4 de agosto de 2019

Los parques de nuestra vida


Las palabras y la vida
Alberto Martín Baró

A diferencia de los jardines particulares, los parques tienen una dimensión pública, social. Están abiertos a cuantos desean pasear por sus viales o sentarse en sus bancos. Son el respiro verde de las grises aglomeraciones urbanas, el mejor antídoto contra la contaminación. Plantar árboles en las calles y en las plazas de las ciudades contribuye a purificar el aire. Su sombra nos alivia en este seco verano de altas temperaturas por encima de los valores normales, pequeños refugios frente a las olas de calor.
Fue un acierto denominar a la Estación del Norte de Valladolid Valladolid-Campo Grande. En cuanto sales del edificio ferroviario, a los pocos metros, te encuentras en el parque más extenso de la ciudad del Pisuerga, mi ciudad de nacimiento.

**Entradas del conjunto de datos de anotación:**
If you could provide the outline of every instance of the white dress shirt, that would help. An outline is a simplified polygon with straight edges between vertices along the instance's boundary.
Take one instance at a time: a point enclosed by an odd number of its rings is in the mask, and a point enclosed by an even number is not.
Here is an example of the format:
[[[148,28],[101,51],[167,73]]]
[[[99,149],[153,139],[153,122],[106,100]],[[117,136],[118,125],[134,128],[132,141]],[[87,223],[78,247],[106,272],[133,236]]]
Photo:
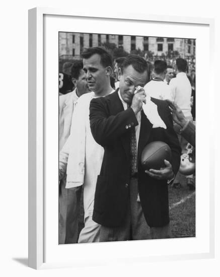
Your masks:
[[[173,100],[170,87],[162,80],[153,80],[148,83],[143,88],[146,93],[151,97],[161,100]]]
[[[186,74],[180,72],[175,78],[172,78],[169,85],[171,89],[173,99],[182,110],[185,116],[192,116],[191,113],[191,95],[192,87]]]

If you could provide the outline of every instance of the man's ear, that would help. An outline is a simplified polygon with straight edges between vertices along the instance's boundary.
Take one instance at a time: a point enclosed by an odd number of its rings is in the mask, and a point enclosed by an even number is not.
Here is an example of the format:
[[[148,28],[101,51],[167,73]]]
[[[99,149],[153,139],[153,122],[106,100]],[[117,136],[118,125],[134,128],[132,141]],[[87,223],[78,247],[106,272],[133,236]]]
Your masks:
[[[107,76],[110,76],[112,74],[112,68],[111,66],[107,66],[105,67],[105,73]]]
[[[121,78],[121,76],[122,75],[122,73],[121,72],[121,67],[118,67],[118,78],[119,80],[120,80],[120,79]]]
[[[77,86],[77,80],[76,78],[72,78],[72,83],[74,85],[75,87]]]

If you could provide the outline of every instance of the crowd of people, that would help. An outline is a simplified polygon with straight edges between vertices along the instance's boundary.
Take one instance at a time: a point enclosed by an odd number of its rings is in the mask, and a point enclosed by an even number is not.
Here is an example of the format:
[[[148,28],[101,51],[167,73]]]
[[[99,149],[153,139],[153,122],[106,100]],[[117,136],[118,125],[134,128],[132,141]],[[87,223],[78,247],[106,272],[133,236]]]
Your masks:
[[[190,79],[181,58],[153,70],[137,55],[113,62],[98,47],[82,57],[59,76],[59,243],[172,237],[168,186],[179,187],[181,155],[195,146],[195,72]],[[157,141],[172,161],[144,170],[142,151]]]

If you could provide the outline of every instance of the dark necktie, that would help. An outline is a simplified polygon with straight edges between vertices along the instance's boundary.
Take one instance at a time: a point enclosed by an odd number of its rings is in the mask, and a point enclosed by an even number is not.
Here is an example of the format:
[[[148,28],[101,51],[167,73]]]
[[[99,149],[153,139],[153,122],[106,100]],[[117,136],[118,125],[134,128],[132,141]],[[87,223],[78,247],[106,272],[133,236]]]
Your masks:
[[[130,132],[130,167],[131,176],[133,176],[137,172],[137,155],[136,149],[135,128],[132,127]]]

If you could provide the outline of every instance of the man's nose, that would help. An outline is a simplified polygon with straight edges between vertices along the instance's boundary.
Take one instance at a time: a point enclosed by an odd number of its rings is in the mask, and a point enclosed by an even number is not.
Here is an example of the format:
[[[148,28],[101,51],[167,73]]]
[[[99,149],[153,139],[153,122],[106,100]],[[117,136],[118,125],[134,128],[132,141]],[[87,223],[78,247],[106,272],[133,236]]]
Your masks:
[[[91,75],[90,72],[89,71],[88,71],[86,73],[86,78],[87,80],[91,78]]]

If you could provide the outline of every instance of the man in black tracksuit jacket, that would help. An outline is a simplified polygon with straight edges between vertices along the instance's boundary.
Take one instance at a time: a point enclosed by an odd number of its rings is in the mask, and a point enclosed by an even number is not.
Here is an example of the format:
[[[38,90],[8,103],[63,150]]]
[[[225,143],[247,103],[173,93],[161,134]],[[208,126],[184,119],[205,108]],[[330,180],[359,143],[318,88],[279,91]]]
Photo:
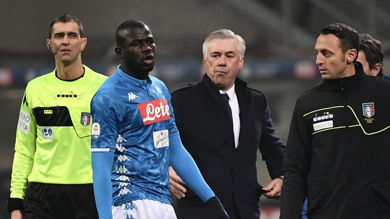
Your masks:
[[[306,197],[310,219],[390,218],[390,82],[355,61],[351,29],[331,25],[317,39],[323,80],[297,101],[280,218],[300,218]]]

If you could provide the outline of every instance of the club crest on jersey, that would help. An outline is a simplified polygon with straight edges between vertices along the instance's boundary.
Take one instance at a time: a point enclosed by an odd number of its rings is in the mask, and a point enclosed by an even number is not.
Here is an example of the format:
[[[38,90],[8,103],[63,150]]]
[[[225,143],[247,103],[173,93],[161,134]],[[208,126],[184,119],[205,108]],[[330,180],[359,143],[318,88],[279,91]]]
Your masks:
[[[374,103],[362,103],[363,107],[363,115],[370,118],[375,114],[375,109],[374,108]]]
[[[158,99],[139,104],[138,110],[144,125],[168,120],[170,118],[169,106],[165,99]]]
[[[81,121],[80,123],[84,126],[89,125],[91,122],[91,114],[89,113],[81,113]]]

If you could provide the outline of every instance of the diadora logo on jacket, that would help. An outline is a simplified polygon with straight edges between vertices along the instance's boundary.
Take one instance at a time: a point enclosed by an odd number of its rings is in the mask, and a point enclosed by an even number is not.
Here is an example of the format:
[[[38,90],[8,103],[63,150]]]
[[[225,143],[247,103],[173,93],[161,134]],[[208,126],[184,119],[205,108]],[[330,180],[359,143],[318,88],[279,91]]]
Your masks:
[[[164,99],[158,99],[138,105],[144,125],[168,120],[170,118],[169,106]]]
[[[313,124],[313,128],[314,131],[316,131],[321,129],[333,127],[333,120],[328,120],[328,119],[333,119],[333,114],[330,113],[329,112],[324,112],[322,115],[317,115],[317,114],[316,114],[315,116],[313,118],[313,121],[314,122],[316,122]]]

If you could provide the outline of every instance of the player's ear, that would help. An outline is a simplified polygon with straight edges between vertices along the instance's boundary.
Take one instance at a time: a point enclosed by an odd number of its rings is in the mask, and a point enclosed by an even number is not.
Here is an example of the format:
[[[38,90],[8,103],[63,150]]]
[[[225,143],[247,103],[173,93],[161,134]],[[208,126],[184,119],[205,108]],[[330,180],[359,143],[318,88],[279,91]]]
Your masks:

**Consigna:** Según la selección sobre los parques, ¿qué denominación recibió la Estación del Norte de Valladolid?

**Problema resuelto:** Valladolid-Campo Grande.